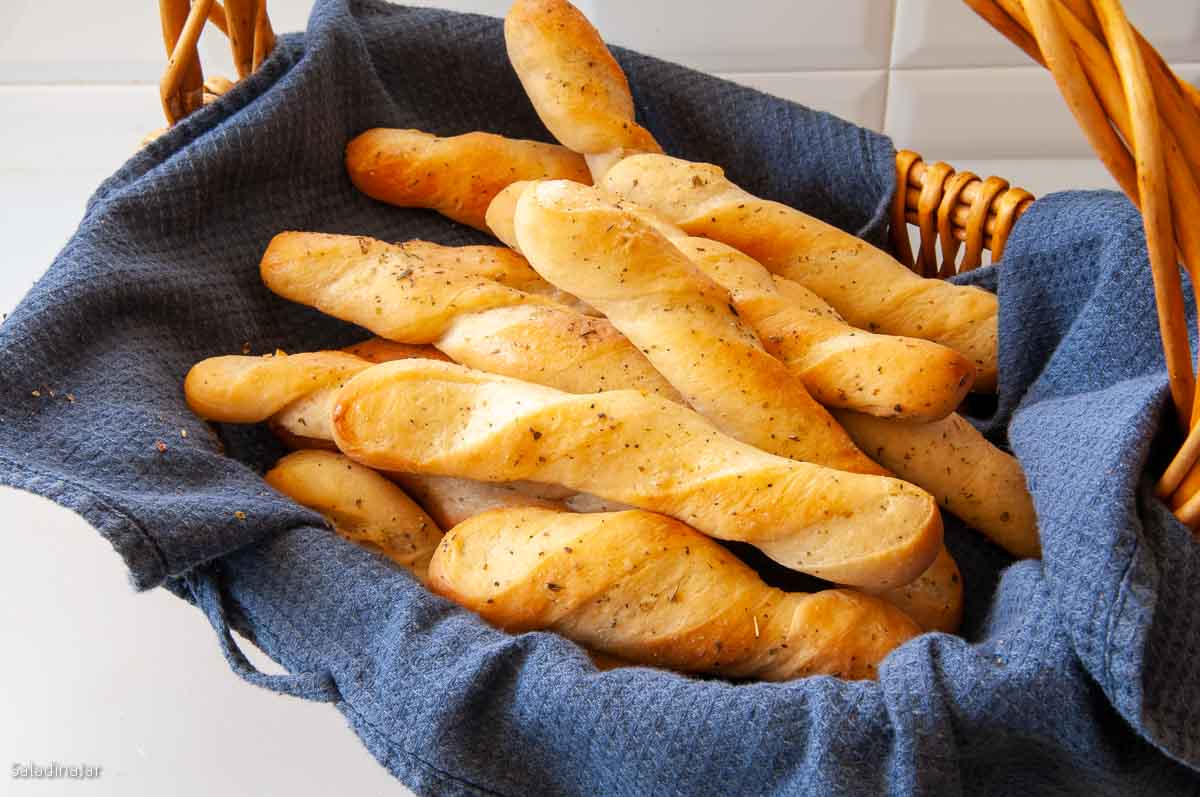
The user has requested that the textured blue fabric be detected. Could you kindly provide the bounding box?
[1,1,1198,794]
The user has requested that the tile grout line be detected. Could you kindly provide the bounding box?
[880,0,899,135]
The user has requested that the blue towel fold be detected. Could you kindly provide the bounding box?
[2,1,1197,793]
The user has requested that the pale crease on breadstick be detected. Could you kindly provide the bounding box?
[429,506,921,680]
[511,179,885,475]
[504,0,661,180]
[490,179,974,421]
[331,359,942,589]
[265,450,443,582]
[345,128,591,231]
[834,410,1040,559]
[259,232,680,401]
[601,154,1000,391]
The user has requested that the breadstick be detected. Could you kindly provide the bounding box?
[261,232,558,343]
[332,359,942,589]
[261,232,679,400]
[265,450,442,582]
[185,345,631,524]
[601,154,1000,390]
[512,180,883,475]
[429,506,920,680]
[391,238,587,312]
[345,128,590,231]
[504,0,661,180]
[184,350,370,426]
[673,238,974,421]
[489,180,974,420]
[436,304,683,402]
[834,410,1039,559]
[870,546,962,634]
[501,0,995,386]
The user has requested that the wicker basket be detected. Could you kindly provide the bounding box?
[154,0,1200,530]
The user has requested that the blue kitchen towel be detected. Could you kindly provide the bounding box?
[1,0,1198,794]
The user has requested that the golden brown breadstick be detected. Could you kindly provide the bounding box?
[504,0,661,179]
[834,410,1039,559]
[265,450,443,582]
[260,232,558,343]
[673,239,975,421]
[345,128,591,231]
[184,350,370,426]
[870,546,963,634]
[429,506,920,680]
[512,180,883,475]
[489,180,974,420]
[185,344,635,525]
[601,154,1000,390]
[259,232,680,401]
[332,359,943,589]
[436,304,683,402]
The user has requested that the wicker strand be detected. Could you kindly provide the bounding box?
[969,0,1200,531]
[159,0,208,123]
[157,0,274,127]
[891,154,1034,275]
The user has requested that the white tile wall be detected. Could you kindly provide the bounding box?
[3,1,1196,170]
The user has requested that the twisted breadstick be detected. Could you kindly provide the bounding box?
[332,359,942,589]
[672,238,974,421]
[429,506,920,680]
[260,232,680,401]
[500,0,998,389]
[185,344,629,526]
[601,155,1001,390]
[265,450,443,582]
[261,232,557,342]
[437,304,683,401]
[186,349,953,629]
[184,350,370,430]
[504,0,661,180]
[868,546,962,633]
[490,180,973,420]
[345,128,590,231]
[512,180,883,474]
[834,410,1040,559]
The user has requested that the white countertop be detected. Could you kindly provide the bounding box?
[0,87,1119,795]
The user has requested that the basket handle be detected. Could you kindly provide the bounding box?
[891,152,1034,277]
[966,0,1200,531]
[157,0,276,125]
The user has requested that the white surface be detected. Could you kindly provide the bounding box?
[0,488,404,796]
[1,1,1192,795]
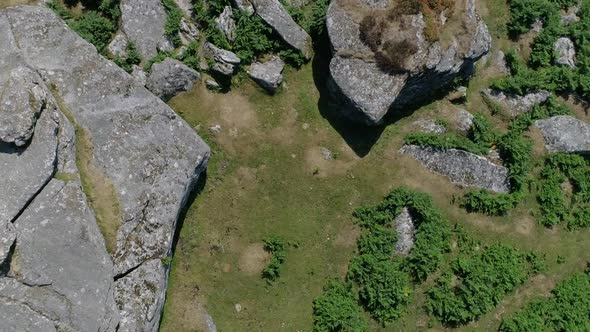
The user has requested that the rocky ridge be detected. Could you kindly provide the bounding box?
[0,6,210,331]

**YOUR ASSIGNMENT**. Repeat the records above word for word, keeping no pictures in the copy.

**YOUR RESPONSE**.
The user has requested that the textured blue fabric be detected. Could you kindly provide the bounding box?
[1,1,1198,794]
The user has requested that the tile grout line be detected. Could you kindly provide the bounding box?
[880,0,899,135]
The user has requested that the blue towel fold be detected. Could you kindly provide the bounding box?
[2,1,1197,793]
The user has requested that the pale crease on breadstick be detected. Could you kindly provide the bounding box?
[429,506,921,680]
[511,179,885,475]
[504,0,661,180]
[490,179,974,421]
[331,359,942,589]
[265,450,443,582]
[345,128,591,231]
[834,410,1040,559]
[259,232,680,401]
[601,154,1000,391]
The user has requested that the breadstick be detected. Could you kindly provide the bounding box?
[261,232,558,343]
[332,359,942,589]
[261,232,679,400]
[265,450,442,582]
[185,345,631,524]
[601,154,1000,390]
[512,180,883,475]
[429,506,920,680]
[391,238,587,312]
[345,128,590,231]
[504,0,661,180]
[184,350,370,426]
[673,238,974,421]
[489,180,974,420]
[436,304,683,402]
[834,410,1039,559]
[870,546,962,634]
[501,0,995,386]
The user has requested that the wicker basket be detected. Could you kindly provide the bounding box?
[154,0,1200,530]
The user has requested that the blue kitchen towel be detected. Could you kindly provide the bounding box?
[1,0,1198,794]
The user has requested that the golden brown breadstick be detected. Could you kindly provide the bounding box?
[504,0,661,179]
[834,410,1039,559]
[265,450,443,582]
[260,232,558,343]
[673,239,975,421]
[345,128,591,231]
[184,350,370,426]
[870,546,963,634]
[429,506,920,680]
[512,180,883,475]
[489,180,974,420]
[185,344,635,525]
[601,154,1000,390]
[259,232,680,401]
[332,359,943,589]
[436,304,683,402]
The user has requested that the wicker strand be detected. Could you kindly provide the bounding box?
[969,0,1200,531]
[159,0,208,123]
[157,0,274,127]
[891,154,1034,275]
The user has requested that the white tile wall be detected. Could you kindly provide the bounding box?
[3,1,1196,170]
The user has requested that the twisted breadstick be detected. Could you kindly provide the bounding box?
[332,359,942,589]
[672,238,974,421]
[429,506,920,680]
[260,232,680,401]
[500,0,998,389]
[185,344,629,526]
[601,155,1001,390]
[265,450,443,582]
[261,232,557,342]
[437,304,683,401]
[186,349,953,629]
[184,350,370,430]
[504,0,661,180]
[868,546,962,633]
[490,180,973,420]
[345,128,590,231]
[512,180,883,474]
[834,410,1040,559]
The user has requested that the white countertop be detected. Could you kindly provide the bounding box?
[0,87,1119,795]
The user has requested that the basket handle be detected. Could you kindly provide the bounding box?
[891,152,1034,277]
[966,0,1200,531]
[157,0,276,125]
The user has requested that the white surface be detected. Could you kindly provide the bounding box?
[0,488,404,796]
[1,1,1192,795]
The user has requested that the rocky ridge be detected. Could you kindly provide the bounding box?
[0,6,210,331]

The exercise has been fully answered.